#### Stated goal:
Reproduce every item below verbatim, keeping each one on its own line.

#### Records for this task:
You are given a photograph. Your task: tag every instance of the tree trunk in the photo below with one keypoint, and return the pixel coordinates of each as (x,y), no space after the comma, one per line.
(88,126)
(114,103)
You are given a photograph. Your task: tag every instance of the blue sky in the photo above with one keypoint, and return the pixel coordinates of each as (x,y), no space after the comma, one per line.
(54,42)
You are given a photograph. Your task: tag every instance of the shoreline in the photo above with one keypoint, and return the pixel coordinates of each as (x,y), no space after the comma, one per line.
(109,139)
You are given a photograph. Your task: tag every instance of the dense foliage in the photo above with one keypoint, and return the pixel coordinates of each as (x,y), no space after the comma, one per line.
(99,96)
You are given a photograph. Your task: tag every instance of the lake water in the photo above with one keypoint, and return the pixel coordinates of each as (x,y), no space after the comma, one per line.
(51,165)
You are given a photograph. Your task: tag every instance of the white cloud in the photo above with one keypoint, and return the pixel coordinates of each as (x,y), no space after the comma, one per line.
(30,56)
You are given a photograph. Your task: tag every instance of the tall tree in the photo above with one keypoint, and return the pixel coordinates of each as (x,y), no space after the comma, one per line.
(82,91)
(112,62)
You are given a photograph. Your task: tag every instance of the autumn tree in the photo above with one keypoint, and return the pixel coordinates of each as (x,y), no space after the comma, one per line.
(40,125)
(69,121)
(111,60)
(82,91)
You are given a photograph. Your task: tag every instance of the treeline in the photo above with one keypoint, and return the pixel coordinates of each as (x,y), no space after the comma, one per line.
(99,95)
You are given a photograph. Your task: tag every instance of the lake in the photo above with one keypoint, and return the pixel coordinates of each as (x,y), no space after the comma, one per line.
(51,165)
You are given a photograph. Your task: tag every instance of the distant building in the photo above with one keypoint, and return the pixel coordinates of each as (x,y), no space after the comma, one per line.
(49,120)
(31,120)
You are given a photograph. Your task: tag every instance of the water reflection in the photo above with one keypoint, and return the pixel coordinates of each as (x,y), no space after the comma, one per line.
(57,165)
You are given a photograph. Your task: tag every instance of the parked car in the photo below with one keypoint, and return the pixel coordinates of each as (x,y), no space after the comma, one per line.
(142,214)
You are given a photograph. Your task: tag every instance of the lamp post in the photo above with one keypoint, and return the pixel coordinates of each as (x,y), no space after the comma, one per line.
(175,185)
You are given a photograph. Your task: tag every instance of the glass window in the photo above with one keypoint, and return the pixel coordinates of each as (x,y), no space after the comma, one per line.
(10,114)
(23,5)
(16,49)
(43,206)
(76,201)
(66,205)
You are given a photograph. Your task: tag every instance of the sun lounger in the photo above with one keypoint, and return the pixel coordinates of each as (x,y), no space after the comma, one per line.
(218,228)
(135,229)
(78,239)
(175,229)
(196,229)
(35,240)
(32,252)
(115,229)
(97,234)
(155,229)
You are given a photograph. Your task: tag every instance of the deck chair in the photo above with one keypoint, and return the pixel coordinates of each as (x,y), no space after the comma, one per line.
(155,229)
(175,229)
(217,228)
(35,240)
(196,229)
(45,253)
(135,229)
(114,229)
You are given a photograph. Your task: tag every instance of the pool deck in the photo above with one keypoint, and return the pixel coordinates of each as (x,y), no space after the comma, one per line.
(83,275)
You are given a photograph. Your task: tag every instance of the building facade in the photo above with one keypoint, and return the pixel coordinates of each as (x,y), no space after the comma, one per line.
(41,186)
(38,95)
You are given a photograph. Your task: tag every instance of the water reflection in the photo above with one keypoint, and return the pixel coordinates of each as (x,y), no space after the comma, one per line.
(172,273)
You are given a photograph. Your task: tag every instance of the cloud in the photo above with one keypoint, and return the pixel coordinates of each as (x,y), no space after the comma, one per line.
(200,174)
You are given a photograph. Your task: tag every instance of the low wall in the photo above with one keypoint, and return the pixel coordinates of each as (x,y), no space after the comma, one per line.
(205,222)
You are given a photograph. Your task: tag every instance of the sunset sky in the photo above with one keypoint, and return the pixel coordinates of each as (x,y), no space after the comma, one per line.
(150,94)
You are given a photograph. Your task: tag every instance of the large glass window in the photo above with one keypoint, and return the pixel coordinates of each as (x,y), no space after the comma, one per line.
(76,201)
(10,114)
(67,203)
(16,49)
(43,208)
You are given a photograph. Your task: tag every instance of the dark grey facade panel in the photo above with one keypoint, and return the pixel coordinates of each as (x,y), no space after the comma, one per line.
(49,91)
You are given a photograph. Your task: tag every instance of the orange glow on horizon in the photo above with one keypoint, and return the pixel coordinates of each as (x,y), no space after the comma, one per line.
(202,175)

#### Written reply:
You are given a photograph. Your task: tag every instance of the tree trunk in the photo below with one keypoint, and return the pixel coordinates of each as (x,y), no space after the comma, one per line.
(88,126)
(114,103)
You are given a photograph. Your task: tag every instance of the blue sky in the photo above with one keypoint, and return the pixel coordinates of each as (x,y), no space after the comma, one per line.
(54,42)
You are given a photograph. Your task: tag every instance of the shoreline in the photo above with one keypoint, and return the pixel coordinates of each as (x,y), no space after the comma, one per line.
(109,139)
You are given a photograph. Your task: tag every instance of the dense foliage in the photo above with one keypoint, and return the pixel coordinates of each as (x,y), no space after the comma, one per line.
(99,96)
You are given a photograph. Your task: tag every instance of the lake water in the photo above with one keypoint, and return the pixel coordinates of each as (x,y), no space after the comma, one per line.
(51,165)
You are given a photograph. Your task: tag every instance of the white cloud in the photo above with one keypoint, and return the pixel coordinates of each as (x,y), no space after the comma, one per line.
(30,56)
You are given a photograph. Your task: tag every instance of the tall tree in the photo above with one keypoint, and return the pixel coordinates of each as (x,y), no space after the comma, one per line.
(82,91)
(112,62)
You are given a photograph. Your task: tag every instance of the autumn tree in the photo above with one keypoint, and return the pixel coordinates of each as (x,y), no space after the comma, one per line.
(40,125)
(69,121)
(111,60)
(82,91)
You are given a photograph. Your task: tag every instance of the treeline in the photo above with one keypoint, and return the pixel coordinates of each as (x,y), no space after the comma, one per line.
(99,95)
You are given a photograph. Your task: tag every instance of the lake in the photo above with one keypoint, and return the pixel coordinates of each as (x,y), no space after the comma, one per line.
(51,165)
You are given a photograph. Your task: tag every instance of the distant building in the photo above with one keypoint, and return the pixel coordinates of each as (x,y), no space after the comma, one per line.
(49,120)
(31,120)
You are given a photograph. Your task: tag every instance of the water reflection in the photo above with one keypoint, and return the pixel coordinates of each as (x,y), no space after the comma, one per line.
(57,165)
You are given a photograph. Your task: tag every instance of the parked car in the photo below with one keypoint, and return the pixel coordinates of each as (x,y), no space after the comma, one per line.
(142,214)
You are given a photograph. Your task: tag every instance of the lamp post in the photo above with one keypoint, and return the pixel coordinates of each as (x,y), no space after the comma, one per line.
(175,185)
You are given a photograph. Your task: tag every instance of the glass window in the photo above with one keypoint, and return the pixel coordinates of each as (x,y), no space after the comma, one per line.
(10,114)
(23,5)
(16,49)
(43,206)
(76,201)
(66,205)
You are given a photograph. Your task: tag every instance of the sun lounger in the photo above with one keypoint, and return the pixel coordinates of each as (x,y), no space after the comma, one per line.
(218,228)
(135,229)
(78,239)
(175,229)
(196,229)
(35,240)
(32,252)
(115,229)
(97,234)
(155,229)
You are given a photograph. Your task: tag every instance of the deck chair in the photo above with one keypoint, and return the pixel coordinates of each as (x,y), no space after the comma, one per line.
(155,229)
(175,229)
(217,228)
(35,240)
(196,229)
(45,253)
(135,229)
(114,229)
You are given a photograph. Your task: tag every instance of the pool deck in the photo above with one keypoint, and return the pixel coordinates of each as (x,y), no space after the comma, one per line.
(83,275)
You are given a photograph. Your task: tag every instance of the building facade in the photo above with one keypoint, and return the pixel coordinates of each as (x,y), no space after the comma, one per line.
(41,186)
(38,95)
You are given a photograph. Your task: tag every instance of the water reflection in the photo above with one keypoint, and return the pixel coordinates of each as (x,y), no space after the comma, one per line.
(172,273)
You are given a photograph. Your task: tag every instance of the cloud in the photo above with one keypoint, and return the pixel coordinates of each as (x,y), no space after the comma, one per line.
(200,174)
You are given a photograph. Your task: tag every instance of the low wall in the photo above with one keypoint, and return the pixel coordinates of each as (x,y), no space after the comma, one per line.
(205,222)
You are given a photograph. Your task: tag every instance of the sunset sky in the photo above with one keypoint, and return the pixel coordinates of each as (x,y), no space after the comma, one per line.
(150,94)
You are given a photograph. Your task: tag every instance of the large glass window in the photo above with one keypoint, and return the pixel coordinates of each as (x,y), no space after the comma, one per line.
(76,201)
(10,114)
(67,203)
(16,49)
(43,208)
You are given a photograph. Your task: tag every instance of the dark grey facade panel in the photo above with one keypoint, and return the pixel coordinates of each as (x,y), no space after the comma, one per line.
(49,91)
You are given a photograph. Your task: tag every instance of the orange glow on horizon in the photo above with one keypoint, and return the pixel coordinates of each as (x,y), no space after the comma, one per line.
(202,175)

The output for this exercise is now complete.